> Record list:
----------------

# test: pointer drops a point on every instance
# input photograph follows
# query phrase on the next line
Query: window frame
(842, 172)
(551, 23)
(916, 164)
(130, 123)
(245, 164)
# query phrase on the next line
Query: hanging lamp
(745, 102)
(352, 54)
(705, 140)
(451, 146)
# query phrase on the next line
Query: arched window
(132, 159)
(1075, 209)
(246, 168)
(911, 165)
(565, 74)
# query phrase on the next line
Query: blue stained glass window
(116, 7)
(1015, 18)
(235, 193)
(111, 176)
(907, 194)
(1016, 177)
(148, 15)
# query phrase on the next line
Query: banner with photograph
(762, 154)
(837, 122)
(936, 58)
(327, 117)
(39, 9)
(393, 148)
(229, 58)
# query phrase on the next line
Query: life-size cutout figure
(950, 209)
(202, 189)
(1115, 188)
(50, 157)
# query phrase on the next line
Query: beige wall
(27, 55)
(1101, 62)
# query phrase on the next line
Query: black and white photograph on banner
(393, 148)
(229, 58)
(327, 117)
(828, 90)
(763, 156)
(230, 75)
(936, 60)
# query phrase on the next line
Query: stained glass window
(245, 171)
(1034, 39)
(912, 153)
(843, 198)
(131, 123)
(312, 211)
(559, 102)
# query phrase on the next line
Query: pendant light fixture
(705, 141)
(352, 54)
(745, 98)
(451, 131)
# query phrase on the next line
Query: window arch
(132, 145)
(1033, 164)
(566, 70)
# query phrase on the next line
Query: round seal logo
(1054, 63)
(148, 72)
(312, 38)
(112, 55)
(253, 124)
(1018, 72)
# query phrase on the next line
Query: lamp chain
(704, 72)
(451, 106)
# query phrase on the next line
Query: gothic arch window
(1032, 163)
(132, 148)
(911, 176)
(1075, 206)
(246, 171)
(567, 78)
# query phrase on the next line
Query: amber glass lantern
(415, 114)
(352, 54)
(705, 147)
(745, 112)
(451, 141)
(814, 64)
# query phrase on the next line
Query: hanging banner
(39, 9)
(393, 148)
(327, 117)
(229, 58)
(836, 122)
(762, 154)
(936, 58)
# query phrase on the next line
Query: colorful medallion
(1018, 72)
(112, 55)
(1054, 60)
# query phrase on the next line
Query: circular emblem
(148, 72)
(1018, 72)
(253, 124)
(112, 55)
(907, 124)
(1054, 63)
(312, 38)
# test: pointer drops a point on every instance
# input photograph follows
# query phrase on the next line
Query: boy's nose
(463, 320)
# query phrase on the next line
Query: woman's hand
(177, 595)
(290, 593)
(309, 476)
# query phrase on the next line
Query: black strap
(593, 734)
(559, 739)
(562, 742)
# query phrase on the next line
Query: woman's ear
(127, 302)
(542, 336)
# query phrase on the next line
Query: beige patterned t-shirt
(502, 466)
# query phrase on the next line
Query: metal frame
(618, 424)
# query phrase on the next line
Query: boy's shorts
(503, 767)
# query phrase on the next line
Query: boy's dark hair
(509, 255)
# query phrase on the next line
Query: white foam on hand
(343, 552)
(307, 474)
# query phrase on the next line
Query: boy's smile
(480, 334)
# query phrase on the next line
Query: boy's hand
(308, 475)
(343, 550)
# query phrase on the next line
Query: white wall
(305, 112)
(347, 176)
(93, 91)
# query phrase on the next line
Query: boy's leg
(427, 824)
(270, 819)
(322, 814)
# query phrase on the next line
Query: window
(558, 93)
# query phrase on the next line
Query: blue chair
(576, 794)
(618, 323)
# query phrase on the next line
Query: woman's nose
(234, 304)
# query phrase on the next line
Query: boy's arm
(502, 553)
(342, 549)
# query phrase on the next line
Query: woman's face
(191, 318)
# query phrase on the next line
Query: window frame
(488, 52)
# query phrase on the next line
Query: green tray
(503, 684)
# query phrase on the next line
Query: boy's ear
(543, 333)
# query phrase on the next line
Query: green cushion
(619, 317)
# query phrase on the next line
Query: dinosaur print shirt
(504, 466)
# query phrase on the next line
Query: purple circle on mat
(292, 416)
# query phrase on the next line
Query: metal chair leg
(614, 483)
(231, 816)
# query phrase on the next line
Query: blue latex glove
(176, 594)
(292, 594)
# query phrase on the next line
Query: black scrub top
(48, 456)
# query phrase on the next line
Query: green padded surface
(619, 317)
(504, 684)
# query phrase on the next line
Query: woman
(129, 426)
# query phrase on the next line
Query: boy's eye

----------------

> Short task: Recite the full listing above exactly.

> Finished answer:
# test: pointer drops a point on every instance
# input photograph follows
# query phrase on the next line
Query: window frame
(842, 172)
(551, 23)
(916, 164)
(130, 123)
(245, 164)
# query phrase on the next line
Query: hanging lamp
(745, 102)
(352, 54)
(705, 140)
(451, 146)
# query phrase on the next line
Query: arched window
(132, 159)
(1075, 209)
(246, 168)
(911, 165)
(565, 74)
# query phrase on the next line
Query: blue stained glass window
(116, 7)
(1015, 18)
(235, 193)
(111, 176)
(907, 194)
(1016, 177)
(148, 15)
# query phrase on the next line
Query: banner with photograph
(762, 154)
(837, 122)
(936, 58)
(327, 117)
(39, 9)
(393, 148)
(229, 58)
# query phrase on the next line
Query: life-size cutout figure
(950, 209)
(202, 189)
(1115, 188)
(50, 157)
# query phrase on the next line
Query: beige wall
(27, 55)
(1101, 62)
# query phrase on the next line
Query: black and white photograph on banner
(393, 148)
(229, 58)
(327, 117)
(828, 90)
(763, 156)
(230, 75)
(936, 60)
# query phrase on the next line
Query: stained glass window
(245, 171)
(1034, 39)
(912, 153)
(843, 198)
(131, 123)
(312, 211)
(559, 102)
# query phrase on the next line
Query: pendant light fixture
(705, 141)
(352, 54)
(745, 98)
(451, 131)
# query phrase on the next line
Query: window arch
(132, 145)
(1033, 164)
(566, 70)
# query phrase on the next line
Query: round seal logo
(1054, 63)
(148, 72)
(312, 38)
(112, 55)
(253, 124)
(1018, 72)
# query phrase on the next line
Query: lamp chain
(704, 72)
(451, 106)
# query phrase on the next line
Query: gothic arch window
(1032, 163)
(132, 148)
(911, 176)
(1075, 206)
(246, 171)
(567, 78)
# query phrase on the next line
Query: amber glass lantern
(415, 114)
(352, 54)
(705, 147)
(745, 112)
(451, 141)
(814, 64)
# query phrase on the next line
Query: hanging banner
(39, 9)
(393, 148)
(327, 117)
(229, 58)
(836, 122)
(762, 154)
(936, 58)
# query phrase on the next line
Query: colorful medallion
(1018, 72)
(112, 55)
(1054, 60)
# query phrase on the next line
Query: circular emblem
(148, 72)
(1018, 72)
(253, 124)
(112, 55)
(907, 124)
(1054, 63)
(312, 38)
# test: pointer drops a point on every instance
# input photograph follows
# query phrase on the next line
Query: boy's nose
(463, 320)
# query phrase on the next line
Query: woman's hand
(177, 595)
(290, 593)
(309, 476)
# query phrase on the next line
Query: black strap
(593, 734)
(559, 739)
(562, 742)
# query phrase on the next line
Query: woman's ear
(127, 302)
(542, 336)
# query phrase on the next line
Query: beige patterned t-shirt
(502, 466)
# query phrase on the next line
Query: metal frame
(618, 424)
# query phrase on the next line
Query: boy's shorts
(503, 767)
# query phrase on the next line
Query: boy's dark hair
(509, 255)
# query phrase on the next line
Query: white foam on hand
(343, 552)
(307, 474)
# query phrase on the next line
Query: boy's smile
(480, 334)
# query phrase on the next line
Query: boy's hand
(308, 475)
(343, 550)
# query phrase on the next line
Query: white wall
(305, 112)
(347, 176)
(93, 91)
# query phrase on the next line
Query: boy's leg
(427, 824)
(270, 819)
(322, 814)
# query phrase on the next line
Query: window
(558, 93)
# query phrase on the next line
Query: blue chair
(576, 794)
(618, 323)
# query phrase on the next line
Query: woman's nose
(234, 304)
# query phrase on the next line
Query: boy's arm
(502, 553)
(342, 549)
# query phrase on the next line
Query: woman's face
(191, 318)
# query phrase on the next line
Query: window frame
(488, 52)
# query phrase on the next line
Query: green tray
(503, 684)
# query phrase on the next line
Query: boy's ear
(543, 333)
# query phrase on the next line
Query: green cushion
(619, 317)
# query phrase on the next line
Query: dinosaur print shirt
(504, 466)
# query phrase on the next line
Query: purple circle on mat
(292, 416)
# query phrase on the next line
Query: metal chair leg
(614, 483)
(231, 816)
# query phrase on the next line
Query: blue latex glove
(176, 594)
(292, 594)
# query phrase on the next line
Query: black scrub top
(48, 456)
# query phrase on the next line
Query: green padded surface
(619, 317)
(504, 684)
# query phrase on the next line
Query: woman
(129, 426)
# query phrase on the next line
Query: boy's eye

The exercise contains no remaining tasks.